━━━━━ Records provided ━━━━━
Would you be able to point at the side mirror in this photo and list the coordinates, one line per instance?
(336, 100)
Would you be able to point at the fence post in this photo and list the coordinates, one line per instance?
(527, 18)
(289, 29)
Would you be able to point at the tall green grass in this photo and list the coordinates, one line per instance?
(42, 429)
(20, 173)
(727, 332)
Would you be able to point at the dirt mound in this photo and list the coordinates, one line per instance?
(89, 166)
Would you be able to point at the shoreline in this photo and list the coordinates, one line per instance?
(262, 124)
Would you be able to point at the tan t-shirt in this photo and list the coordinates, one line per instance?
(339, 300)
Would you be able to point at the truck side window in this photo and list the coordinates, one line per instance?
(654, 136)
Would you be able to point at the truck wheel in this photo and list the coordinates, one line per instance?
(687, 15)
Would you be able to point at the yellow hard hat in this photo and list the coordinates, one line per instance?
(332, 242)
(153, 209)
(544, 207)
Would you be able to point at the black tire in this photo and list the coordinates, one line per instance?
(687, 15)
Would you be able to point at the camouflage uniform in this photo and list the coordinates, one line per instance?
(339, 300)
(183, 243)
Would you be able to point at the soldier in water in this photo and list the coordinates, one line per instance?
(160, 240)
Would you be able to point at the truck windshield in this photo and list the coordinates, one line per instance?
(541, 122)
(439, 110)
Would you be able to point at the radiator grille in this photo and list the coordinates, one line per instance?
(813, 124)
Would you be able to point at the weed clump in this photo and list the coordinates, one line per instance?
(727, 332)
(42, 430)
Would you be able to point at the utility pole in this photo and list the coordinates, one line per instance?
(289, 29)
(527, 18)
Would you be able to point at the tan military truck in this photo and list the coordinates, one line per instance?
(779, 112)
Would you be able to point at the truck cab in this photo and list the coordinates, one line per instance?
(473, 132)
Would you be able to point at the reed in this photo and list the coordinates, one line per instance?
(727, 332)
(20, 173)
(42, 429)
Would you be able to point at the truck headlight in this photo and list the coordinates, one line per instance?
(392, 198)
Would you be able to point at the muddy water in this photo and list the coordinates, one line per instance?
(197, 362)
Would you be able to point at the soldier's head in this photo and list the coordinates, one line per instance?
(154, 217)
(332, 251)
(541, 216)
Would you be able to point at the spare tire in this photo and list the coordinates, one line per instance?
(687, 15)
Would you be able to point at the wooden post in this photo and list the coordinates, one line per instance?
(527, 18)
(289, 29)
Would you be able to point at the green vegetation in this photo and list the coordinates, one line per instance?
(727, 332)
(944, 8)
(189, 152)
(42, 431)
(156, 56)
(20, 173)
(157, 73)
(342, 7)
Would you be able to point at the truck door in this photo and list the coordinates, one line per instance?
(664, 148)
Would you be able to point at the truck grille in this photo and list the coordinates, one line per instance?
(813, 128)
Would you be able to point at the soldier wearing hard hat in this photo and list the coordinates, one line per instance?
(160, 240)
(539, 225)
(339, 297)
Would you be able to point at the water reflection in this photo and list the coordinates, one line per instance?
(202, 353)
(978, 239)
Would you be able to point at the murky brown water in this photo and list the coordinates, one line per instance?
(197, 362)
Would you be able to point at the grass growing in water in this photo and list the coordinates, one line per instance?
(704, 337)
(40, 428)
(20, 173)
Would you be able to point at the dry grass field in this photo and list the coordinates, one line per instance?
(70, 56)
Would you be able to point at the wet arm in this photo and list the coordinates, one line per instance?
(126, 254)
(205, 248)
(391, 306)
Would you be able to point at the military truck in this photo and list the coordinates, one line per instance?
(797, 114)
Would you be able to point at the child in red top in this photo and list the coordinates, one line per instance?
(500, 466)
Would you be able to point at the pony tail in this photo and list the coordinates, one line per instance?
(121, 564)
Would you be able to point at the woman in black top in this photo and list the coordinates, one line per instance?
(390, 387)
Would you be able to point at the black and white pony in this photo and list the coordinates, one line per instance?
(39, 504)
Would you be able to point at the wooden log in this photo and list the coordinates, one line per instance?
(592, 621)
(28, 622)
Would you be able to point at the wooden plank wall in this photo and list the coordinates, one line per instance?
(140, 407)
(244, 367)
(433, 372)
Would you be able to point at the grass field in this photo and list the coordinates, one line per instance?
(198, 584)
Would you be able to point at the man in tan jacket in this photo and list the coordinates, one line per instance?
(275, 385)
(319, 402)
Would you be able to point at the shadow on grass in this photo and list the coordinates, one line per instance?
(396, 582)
━━━━━
━━━━━ Records provided ━━━━━
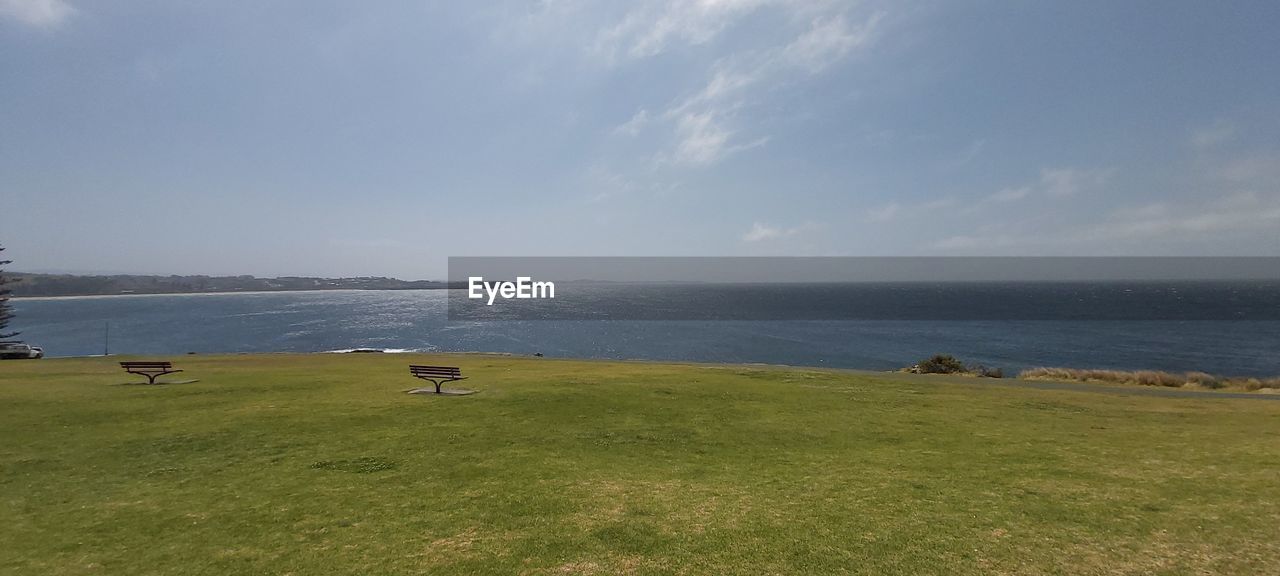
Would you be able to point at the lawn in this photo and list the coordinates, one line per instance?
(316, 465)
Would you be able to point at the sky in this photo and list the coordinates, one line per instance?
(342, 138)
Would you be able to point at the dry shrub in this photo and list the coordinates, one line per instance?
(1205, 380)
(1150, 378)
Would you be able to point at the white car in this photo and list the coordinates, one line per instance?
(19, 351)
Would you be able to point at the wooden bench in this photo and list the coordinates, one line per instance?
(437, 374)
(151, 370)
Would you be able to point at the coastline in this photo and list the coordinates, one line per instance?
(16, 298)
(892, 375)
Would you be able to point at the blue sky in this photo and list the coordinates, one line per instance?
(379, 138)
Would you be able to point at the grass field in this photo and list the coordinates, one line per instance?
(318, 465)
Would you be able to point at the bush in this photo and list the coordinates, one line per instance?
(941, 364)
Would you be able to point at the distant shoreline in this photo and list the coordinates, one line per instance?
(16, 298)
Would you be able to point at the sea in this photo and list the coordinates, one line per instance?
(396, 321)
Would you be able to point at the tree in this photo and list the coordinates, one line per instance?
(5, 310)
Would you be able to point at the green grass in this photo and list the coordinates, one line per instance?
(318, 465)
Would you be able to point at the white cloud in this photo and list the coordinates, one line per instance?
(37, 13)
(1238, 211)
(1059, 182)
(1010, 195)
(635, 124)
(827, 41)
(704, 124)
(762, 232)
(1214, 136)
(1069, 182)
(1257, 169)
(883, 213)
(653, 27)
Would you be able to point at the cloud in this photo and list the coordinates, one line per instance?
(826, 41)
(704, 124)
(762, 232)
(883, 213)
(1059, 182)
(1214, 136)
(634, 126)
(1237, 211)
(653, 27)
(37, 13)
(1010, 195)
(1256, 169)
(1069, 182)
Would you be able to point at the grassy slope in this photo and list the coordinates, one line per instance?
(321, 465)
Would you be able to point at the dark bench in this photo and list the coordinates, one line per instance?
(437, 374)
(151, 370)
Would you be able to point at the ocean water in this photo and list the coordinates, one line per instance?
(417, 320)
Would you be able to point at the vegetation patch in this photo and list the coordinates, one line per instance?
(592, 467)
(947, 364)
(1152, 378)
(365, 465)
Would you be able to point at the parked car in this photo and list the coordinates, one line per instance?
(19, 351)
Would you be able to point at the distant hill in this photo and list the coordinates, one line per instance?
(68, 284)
━━━━━
■ Work instructions ■
Pull out every line above that contains the word "distant", matching its case exactly.

■ Solution to this task ■
Would you be able to point at the distant shoreline in this photo and list the coordinates, one line per instance?
Would you be able to point at the distant hill in this photo and list the coordinates, one line per instance?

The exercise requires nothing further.